Tugas 1: Menurut teks bacaan di bawah, apa yang memunculkan berbagai bentuk penafsiran al-Qur’an? Jelaskan dalam satu sampai tiga kalimat.

═════ Teks bacaan ═════

Sayyid Qutb menyakini bahwa tidak ada kemaslahatan di dunia serta kebahagiaan, ketenangan, ketentraman, keberkahan bagi manusia kecuali kembali kepada Allah. Jalan menuju Allah hanya satu yaitu dengan kembali kepada al-Qur’an dan Hadis dengan kekuatan imam.

Al-qur’an telah melakhirkan individu-individu dan masyarakat baru. Al-qur’an sebagai manhaj Ilahi telah mengajak pada produktivitas manusia. Al-qur’an yang turun pada masa Jahiliyah, masa kemunduran, masa yang tidak memiliki arah dan etos kerja. Di sinilah Sayyid Qutb memulai langkah tafsirnya dalam mensinergikan antara al-Qur’an sebagai pedoman hidup dan realita serta kemajuan masyarakat.

Secara garis besar, metode sosiologi yang dipake oleh para mufassir bertujuan untuk menghidupkan kembali ruh Islam, yang tersirat dalam al-Qur’an. Serta membuktikan bahwa al-Qur’an adalah mu’jizat yang selaras dengan kemajuan dan pertumbuhan jaman.
Al-qur’an adalah wahyu Ilahi yang di sisi lain diturunkan dalam bentuk bahasa Arab. Keberadaan al-Qur’an dengan bahasa Arab itulah yang pada akhirnya memunculkan berbagai bentuk penafsiran. Pada dasarnya tafsir linguistik telah ada pada masa diturunkannya al-Qur’an. Hal itu terjadi ketika para sahabat berusaha menafsirkan al-Qur’an sesuai dengan kemampuan bahasa masing-masing.

Namun pada abad ke II H. tafsir meluas ke berbagai disiplin ilmu, sehingga daya tarik untuk mempelajari keindahan seni al-Qur’an mulai terkikis. Pun jika ada kesadaran itu hanya terbatas pada lafadz dan makna. Keterkikisan itu diperkuat dengan adanya keyakinan bahwa al-Qur’an tidak hanya terdiri dari lafadz dan makna, akan tetatpi mencangkup berbagai hal yang berkaitan dengan penglihatan, pendengaran dan daya khayal.

Penulis menilai, pertumbuhan dan perkembangan tafsir hanya akan bisa dilakukan, ketika mengembalikan al-Qur’an sebagai teks yang tersusun dari kaidah-kaidah bahasa Arab. Dengan demikian maka, pemahaman terhadap al-Qur’an akan terus mengalir seiring dengan perkembangan bahasa. Tentu saja dalam konteks ini, penafsiran al-Qur’an akan bersifat esklusif, dengan kata lain hanya akan bisa di pahami oleh orang-orang tertentu yang memiliki kemampuan berbahasa.

═════ Masukan latihan ═════

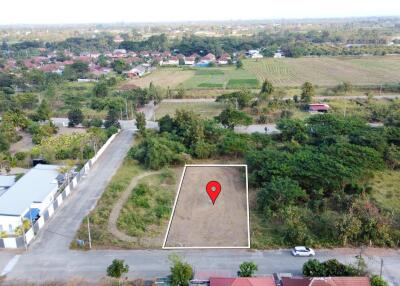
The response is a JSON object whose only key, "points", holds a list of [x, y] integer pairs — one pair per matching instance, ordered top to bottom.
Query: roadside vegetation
{"points": [[311, 184]]}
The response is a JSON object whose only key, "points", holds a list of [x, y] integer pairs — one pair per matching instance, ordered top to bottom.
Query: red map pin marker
{"points": [[213, 189]]}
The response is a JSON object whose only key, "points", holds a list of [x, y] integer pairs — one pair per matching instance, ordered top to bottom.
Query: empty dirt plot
{"points": [[198, 223]]}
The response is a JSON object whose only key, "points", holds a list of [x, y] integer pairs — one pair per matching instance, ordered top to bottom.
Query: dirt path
{"points": [[112, 221]]}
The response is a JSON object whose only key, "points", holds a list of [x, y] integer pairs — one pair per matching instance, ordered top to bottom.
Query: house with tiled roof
{"points": [[242, 281], [326, 281]]}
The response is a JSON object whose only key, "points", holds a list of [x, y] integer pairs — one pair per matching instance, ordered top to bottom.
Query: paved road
{"points": [[210, 99], [49, 256], [148, 264]]}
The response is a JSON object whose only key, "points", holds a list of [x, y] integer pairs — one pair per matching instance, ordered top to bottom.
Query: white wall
{"points": [[5, 221]]}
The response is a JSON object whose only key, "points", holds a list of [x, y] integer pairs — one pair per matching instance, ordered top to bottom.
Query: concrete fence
{"points": [[24, 240]]}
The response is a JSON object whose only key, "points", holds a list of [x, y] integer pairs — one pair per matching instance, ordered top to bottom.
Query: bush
{"points": [[332, 267], [117, 268], [247, 269], [181, 272], [377, 281]]}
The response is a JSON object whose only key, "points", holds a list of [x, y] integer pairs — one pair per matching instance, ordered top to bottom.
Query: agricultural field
{"points": [[326, 71], [285, 72], [164, 77], [221, 78], [204, 109]]}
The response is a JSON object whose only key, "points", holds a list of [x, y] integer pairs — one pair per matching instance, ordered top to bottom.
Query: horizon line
{"points": [[201, 21]]}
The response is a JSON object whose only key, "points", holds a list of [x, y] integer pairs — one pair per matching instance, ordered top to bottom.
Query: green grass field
{"points": [[327, 71], [285, 72], [220, 78], [242, 83], [204, 109], [147, 211]]}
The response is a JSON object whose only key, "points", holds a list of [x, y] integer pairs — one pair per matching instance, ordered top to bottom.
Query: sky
{"points": [[100, 11]]}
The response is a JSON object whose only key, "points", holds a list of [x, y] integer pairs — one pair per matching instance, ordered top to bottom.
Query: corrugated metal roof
{"points": [[34, 186], [242, 281], [326, 281]]}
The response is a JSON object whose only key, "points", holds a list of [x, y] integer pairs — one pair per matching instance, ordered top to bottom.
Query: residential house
{"points": [[118, 39], [119, 53], [254, 54], [208, 58], [224, 59], [171, 61], [190, 61], [139, 71], [28, 197], [242, 281], [326, 281]]}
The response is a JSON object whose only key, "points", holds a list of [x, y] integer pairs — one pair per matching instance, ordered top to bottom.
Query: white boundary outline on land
{"points": [[176, 201]]}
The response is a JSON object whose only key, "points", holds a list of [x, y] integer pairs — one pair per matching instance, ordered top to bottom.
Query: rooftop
{"points": [[34, 186], [242, 281], [327, 281]]}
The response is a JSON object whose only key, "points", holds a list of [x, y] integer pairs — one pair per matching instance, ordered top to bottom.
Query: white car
{"points": [[303, 251]]}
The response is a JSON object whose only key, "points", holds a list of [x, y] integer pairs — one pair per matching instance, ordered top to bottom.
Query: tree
{"points": [[239, 64], [267, 87], [100, 89], [307, 92], [44, 110], [75, 117], [231, 117], [112, 118], [141, 122], [166, 123], [293, 130], [4, 144], [281, 191], [117, 268], [247, 269], [181, 272], [378, 281]]}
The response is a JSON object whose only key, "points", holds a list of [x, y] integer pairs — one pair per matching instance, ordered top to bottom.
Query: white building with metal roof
{"points": [[28, 197]]}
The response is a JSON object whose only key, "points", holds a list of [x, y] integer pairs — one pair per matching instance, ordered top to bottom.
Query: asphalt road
{"points": [[49, 257]]}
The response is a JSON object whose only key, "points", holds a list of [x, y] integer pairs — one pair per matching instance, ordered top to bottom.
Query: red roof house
{"points": [[242, 281], [326, 281]]}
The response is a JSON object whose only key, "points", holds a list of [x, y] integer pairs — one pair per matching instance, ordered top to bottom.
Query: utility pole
{"points": [[23, 234], [90, 238]]}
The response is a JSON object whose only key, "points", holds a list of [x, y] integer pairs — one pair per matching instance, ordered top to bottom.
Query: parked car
{"points": [[303, 251]]}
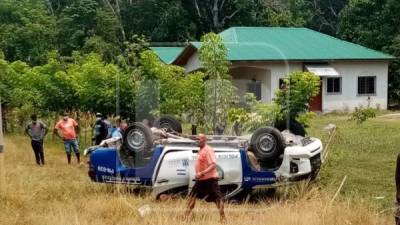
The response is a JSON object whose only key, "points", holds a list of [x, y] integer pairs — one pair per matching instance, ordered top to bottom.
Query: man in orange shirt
{"points": [[66, 129], [206, 186]]}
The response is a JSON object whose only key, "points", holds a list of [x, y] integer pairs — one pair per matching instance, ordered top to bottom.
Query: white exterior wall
{"points": [[273, 72], [348, 99]]}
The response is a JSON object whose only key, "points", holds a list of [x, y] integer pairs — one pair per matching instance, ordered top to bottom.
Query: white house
{"points": [[351, 75]]}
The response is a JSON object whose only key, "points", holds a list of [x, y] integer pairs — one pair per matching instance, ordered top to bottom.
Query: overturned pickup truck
{"points": [[163, 159]]}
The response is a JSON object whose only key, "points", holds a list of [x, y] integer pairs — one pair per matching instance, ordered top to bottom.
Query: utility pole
{"points": [[2, 172]]}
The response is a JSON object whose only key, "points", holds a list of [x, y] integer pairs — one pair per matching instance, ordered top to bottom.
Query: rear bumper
{"points": [[300, 162]]}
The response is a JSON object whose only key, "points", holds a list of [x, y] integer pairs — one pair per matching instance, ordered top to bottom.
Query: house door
{"points": [[316, 102]]}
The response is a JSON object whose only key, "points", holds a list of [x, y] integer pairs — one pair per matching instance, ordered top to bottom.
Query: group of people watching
{"points": [[67, 129]]}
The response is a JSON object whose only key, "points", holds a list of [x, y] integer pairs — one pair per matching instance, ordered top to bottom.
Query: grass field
{"points": [[62, 194]]}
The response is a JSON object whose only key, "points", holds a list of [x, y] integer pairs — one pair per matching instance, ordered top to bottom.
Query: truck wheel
{"points": [[169, 123], [294, 126], [138, 137], [267, 144]]}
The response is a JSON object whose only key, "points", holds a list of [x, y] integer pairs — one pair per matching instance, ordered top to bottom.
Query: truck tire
{"points": [[169, 123], [294, 126], [138, 137], [267, 144]]}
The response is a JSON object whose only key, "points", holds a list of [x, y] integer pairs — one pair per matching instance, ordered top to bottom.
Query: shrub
{"points": [[299, 89], [360, 114]]}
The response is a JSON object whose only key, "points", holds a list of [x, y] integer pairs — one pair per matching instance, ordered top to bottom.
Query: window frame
{"points": [[255, 82], [340, 86], [367, 94]]}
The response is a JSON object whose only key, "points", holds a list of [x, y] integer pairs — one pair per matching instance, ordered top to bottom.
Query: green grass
{"points": [[366, 153]]}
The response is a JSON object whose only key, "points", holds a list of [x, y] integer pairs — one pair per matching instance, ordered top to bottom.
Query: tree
{"points": [[215, 15], [76, 23], [27, 32], [166, 89], [299, 89], [219, 91]]}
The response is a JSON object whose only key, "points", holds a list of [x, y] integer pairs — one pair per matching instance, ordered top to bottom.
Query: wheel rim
{"points": [[166, 125], [136, 139], [266, 143]]}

═════

Tugas 2: Hitung baris dalam catatan di atas yang memuat kata "grass", dengan membedakan huruf besar dan kecil. Tuliskan angkanya saja.

Hasil 1: Berbagai bentuk penafsiran muncul karena al-Qur’an, sebagai wahyu Ilahi, diturunkan dalam bahasa Arab. Keberadaannya dalam bahasa Arab itulah yang akhirnya melahirkan beragam tafsir. Tafsir linguistik bahkan sudah ada sejak masa turunnya, ketika para sahabat menafsirkannya sesuai kemampuan bahasa masing-masing.

Hasil 2: 3